__TAREA A REALIZAR__. Copia el tramo que empieza en la línea que contiene "of the distant" y termina en la que contiene "x=774, y=291", ambas incluidas, y sustituye en él "distant building" por "remote structure" sin alterar nada más.

______

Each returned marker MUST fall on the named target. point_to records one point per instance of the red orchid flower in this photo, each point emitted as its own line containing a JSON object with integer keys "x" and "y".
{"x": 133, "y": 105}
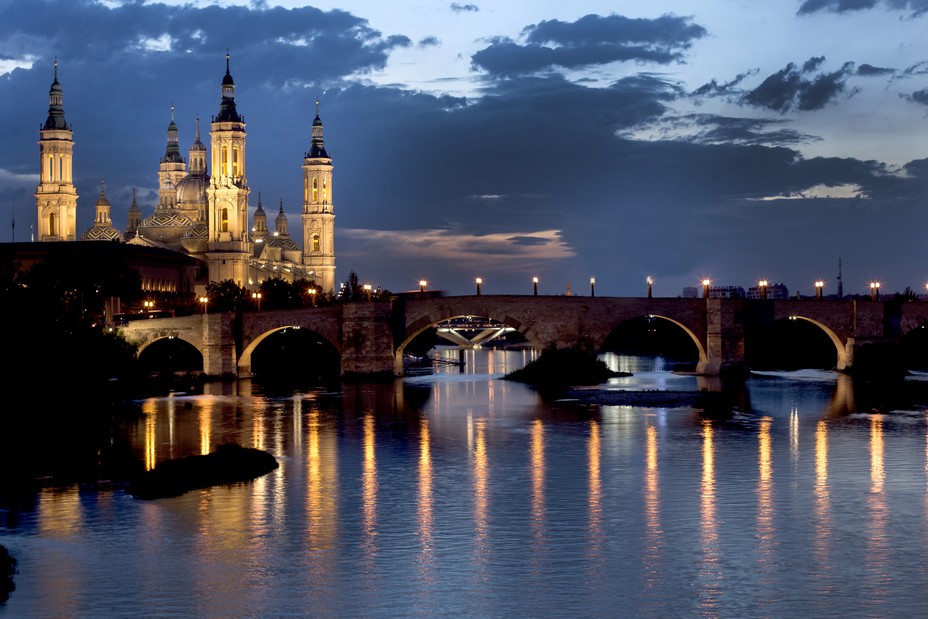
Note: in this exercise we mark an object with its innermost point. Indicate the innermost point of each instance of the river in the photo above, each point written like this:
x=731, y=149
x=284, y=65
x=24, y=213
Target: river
x=455, y=493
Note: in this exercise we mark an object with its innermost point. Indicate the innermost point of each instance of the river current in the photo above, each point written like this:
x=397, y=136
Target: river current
x=458, y=494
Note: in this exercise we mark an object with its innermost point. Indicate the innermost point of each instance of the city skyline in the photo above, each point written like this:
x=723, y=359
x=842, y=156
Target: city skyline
x=726, y=142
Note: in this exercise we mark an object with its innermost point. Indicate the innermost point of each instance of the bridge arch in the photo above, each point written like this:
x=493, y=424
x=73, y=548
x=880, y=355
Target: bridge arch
x=244, y=362
x=700, y=347
x=839, y=344
x=171, y=358
x=438, y=317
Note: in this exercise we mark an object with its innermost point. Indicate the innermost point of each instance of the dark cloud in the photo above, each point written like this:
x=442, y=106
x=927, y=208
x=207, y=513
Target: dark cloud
x=914, y=7
x=868, y=70
x=790, y=88
x=714, y=129
x=589, y=41
x=727, y=89
x=919, y=96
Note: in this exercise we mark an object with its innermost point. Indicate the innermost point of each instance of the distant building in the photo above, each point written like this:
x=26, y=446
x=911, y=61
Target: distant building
x=199, y=216
x=774, y=291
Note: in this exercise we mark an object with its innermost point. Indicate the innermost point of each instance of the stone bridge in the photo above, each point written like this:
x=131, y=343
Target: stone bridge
x=370, y=337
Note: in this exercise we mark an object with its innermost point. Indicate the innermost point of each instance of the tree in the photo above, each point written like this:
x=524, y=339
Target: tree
x=226, y=296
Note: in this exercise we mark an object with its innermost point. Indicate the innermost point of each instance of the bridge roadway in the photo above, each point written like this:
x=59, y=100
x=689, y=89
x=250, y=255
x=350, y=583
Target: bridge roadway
x=371, y=337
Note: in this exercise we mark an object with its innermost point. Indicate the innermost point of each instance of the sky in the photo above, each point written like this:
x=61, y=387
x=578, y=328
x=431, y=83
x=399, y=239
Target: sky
x=734, y=140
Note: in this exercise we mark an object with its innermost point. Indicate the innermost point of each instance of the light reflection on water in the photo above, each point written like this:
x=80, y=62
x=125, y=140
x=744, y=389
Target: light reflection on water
x=459, y=494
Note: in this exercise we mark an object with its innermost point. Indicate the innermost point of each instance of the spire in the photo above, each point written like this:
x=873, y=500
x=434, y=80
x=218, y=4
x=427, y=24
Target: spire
x=227, y=111
x=55, y=118
x=317, y=146
x=172, y=152
x=281, y=225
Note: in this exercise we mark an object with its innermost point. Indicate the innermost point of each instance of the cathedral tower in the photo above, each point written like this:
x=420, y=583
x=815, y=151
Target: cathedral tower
x=318, y=217
x=228, y=245
x=56, y=197
x=171, y=170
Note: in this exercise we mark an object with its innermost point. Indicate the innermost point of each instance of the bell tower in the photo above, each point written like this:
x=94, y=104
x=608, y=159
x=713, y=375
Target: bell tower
x=318, y=215
x=228, y=245
x=56, y=197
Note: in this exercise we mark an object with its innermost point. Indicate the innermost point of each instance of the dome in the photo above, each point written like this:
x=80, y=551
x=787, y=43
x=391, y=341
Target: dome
x=192, y=189
x=166, y=220
x=102, y=233
x=198, y=231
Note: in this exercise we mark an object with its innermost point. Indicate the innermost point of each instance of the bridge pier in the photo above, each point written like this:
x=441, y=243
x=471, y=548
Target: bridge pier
x=724, y=339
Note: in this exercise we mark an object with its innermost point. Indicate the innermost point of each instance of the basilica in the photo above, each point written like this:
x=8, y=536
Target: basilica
x=198, y=214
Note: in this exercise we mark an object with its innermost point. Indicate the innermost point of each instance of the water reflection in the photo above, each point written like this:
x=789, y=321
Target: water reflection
x=652, y=511
x=710, y=571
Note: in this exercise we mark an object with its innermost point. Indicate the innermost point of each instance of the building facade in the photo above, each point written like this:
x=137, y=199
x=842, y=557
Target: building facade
x=200, y=214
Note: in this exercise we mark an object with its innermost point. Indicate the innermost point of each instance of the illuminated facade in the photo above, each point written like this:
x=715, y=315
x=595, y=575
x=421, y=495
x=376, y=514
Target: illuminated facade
x=56, y=197
x=198, y=214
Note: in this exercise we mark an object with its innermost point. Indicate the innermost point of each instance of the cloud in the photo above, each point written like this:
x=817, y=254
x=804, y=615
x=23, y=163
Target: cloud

______

__RESPUESTA FINAL__.
Note: in this exercise we mark an object with its innermost point. Indicate the innermost point of each instance of the remote structure in the photo above, each point written like this:
x=26, y=446
x=911, y=61
Target: remote structure
x=199, y=216
x=774, y=291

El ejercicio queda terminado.